begin

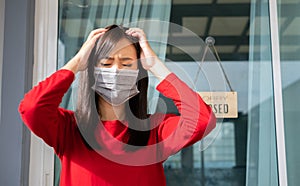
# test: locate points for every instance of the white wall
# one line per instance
(2, 9)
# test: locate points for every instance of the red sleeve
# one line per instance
(40, 109)
(196, 118)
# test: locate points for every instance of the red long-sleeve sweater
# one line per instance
(111, 165)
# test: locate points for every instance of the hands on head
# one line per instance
(148, 58)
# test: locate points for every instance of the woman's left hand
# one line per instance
(148, 56)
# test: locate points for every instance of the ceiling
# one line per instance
(228, 21)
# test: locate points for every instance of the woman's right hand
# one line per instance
(80, 61)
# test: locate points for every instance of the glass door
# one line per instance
(242, 150)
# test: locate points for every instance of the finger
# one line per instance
(95, 32)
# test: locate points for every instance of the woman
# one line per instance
(110, 139)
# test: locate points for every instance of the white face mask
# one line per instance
(115, 86)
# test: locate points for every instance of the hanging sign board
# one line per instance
(223, 104)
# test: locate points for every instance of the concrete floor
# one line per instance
(213, 177)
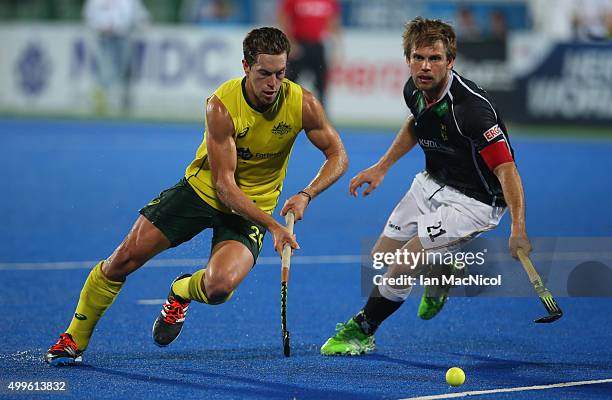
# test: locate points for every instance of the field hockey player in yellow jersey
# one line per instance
(232, 186)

end

* What to work on *
Reproduce all of the items above word for word, points included, and omit the pictures.

* Written reply *
# test: locate points for every instance of the white wall
# one line per instance
(2, 9)
# test: locate points for every instance of the red sleeve
# one line per instance
(40, 109)
(196, 118)
# test: locate points for every instance of the red long-sleeve sweater
# one line per instance
(111, 165)
# test: locate points for every instance of the hands on head
# one line per instance
(148, 58)
# test: locate points for every instance of the woman's left hand
# one line per instance
(148, 56)
# test: locate points for every instance of the ceiling
# one line per instance
(228, 21)
# test: locate points for every instance of the woman's right hand
# one line per instance
(80, 61)
# test: locate points for every instance of the glass door
# one line per instance
(242, 150)
# test: locate points for every instance of the finger
# one line per instance
(95, 32)
# test: locate points for every instance of the woman
# one line per instance
(110, 139)
# test: locate points for every instance of the white face mask
# one line per instance
(115, 86)
# test: locate points for every instance of the hanging sign board
# one line per instance
(223, 104)
# test: locate points for every instance of the concrete floor
# one line per instance
(213, 177)
# test: locate points for every instance of the field hockey player in yellow jersey
# one line per instance
(232, 186)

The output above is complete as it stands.